(Photo-based referring expression data)
——————

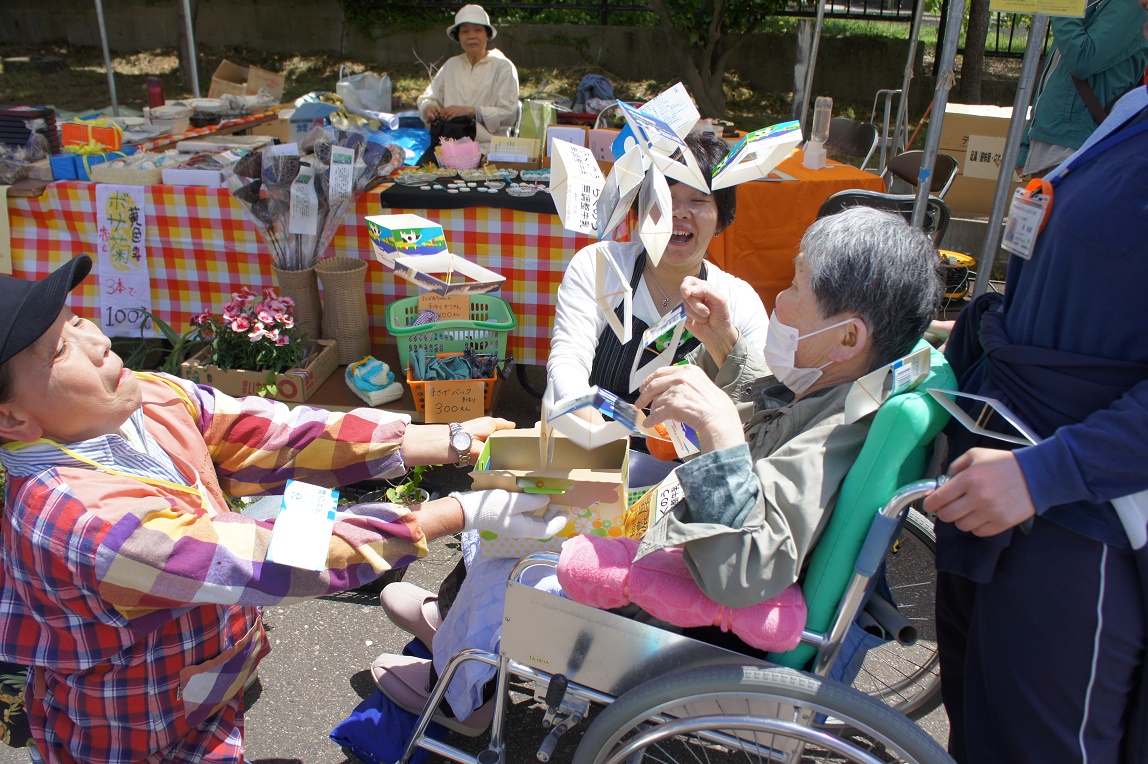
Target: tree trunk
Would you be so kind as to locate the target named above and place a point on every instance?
(972, 62)
(185, 53)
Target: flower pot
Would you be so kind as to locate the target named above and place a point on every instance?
(344, 317)
(302, 287)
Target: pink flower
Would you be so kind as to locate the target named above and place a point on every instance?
(257, 333)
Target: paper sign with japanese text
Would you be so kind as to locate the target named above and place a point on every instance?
(122, 264)
(673, 321)
(656, 215)
(519, 147)
(609, 285)
(575, 184)
(875, 388)
(757, 154)
(675, 108)
(1073, 8)
(459, 275)
(449, 308)
(303, 528)
(455, 400)
(621, 188)
(666, 149)
(983, 157)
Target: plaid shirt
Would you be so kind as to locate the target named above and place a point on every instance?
(134, 592)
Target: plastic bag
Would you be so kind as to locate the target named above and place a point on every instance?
(536, 115)
(366, 92)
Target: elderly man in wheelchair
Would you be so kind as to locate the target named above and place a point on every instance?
(781, 457)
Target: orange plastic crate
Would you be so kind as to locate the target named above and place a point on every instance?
(418, 387)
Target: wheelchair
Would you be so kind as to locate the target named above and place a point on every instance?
(669, 698)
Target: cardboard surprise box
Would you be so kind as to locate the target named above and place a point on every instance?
(294, 386)
(588, 485)
(234, 79)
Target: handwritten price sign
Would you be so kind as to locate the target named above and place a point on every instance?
(454, 402)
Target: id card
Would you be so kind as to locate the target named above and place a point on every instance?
(1025, 216)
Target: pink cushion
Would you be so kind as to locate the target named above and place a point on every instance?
(599, 571)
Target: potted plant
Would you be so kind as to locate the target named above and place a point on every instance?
(255, 348)
(410, 491)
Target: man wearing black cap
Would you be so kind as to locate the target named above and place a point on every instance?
(126, 583)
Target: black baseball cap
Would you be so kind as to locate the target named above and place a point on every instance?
(28, 309)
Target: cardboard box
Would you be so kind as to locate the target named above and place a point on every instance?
(79, 132)
(278, 129)
(975, 131)
(588, 484)
(245, 80)
(295, 384)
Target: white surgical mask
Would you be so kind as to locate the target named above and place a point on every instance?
(781, 349)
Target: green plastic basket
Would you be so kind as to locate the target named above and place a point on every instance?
(486, 332)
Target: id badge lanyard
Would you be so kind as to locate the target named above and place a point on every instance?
(1031, 204)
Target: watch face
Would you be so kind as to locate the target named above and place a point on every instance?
(460, 439)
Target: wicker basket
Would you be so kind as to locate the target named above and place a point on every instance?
(486, 332)
(344, 318)
(468, 162)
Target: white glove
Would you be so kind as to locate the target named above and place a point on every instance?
(510, 514)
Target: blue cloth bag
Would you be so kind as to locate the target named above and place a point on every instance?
(377, 731)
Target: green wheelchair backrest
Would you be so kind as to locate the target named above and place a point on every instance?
(894, 453)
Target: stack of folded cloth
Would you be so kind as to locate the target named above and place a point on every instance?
(373, 381)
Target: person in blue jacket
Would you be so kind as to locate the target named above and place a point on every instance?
(1042, 584)
(1106, 53)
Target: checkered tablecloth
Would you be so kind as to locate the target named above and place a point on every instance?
(201, 248)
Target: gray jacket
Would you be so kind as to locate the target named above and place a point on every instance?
(751, 513)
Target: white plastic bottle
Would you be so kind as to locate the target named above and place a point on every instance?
(815, 149)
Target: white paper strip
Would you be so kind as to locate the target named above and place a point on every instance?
(122, 266)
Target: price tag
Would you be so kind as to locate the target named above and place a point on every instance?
(454, 402)
(447, 306)
(1025, 215)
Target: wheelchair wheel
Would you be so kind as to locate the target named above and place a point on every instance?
(730, 714)
(907, 678)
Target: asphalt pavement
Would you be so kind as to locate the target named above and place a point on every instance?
(318, 670)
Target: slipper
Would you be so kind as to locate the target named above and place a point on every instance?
(411, 608)
(406, 681)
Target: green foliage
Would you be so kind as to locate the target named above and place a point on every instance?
(409, 491)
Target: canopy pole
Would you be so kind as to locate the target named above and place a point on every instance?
(902, 106)
(1016, 127)
(107, 57)
(191, 48)
(813, 63)
(945, 79)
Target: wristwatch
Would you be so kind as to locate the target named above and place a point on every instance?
(460, 442)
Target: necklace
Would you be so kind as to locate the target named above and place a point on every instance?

——————

From the entries, report every line in which the string "wheelchair" occurs.

=== Exercise answer ===
Target: elderly man in wheelchair
Target: wheelchair
Target: green wheelchair backrest
Target: wheelchair wheel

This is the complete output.